[Entries on finding named things]
==========

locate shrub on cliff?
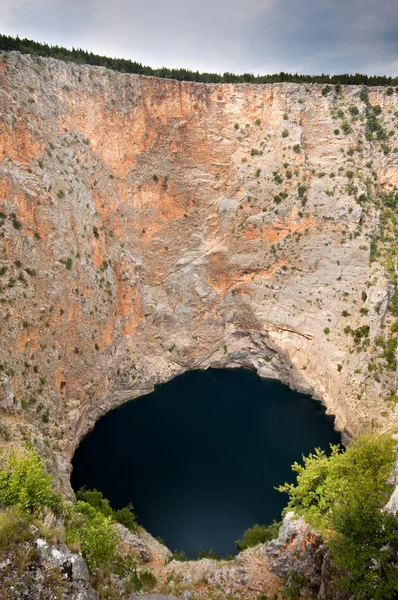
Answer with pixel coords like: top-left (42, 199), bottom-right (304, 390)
top-left (235, 521), bottom-right (281, 552)
top-left (65, 501), bottom-right (118, 572)
top-left (0, 448), bottom-right (61, 512)
top-left (76, 487), bottom-right (137, 531)
top-left (278, 435), bottom-right (398, 600)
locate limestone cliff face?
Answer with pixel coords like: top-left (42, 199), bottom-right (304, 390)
top-left (0, 53), bottom-right (398, 480)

==========

◆ **Problem details**
Copy the material word for word from its first line through the line containing "top-left (278, 435), bottom-right (398, 600)", including both ends. Omit the pictures.

◆ **Solution**
locate shrub on cliff?
Answer with pixel coords like: top-left (42, 199), bottom-right (304, 390)
top-left (235, 521), bottom-right (281, 552)
top-left (65, 501), bottom-right (118, 572)
top-left (0, 448), bottom-right (61, 512)
top-left (76, 487), bottom-right (137, 531)
top-left (278, 435), bottom-right (398, 600)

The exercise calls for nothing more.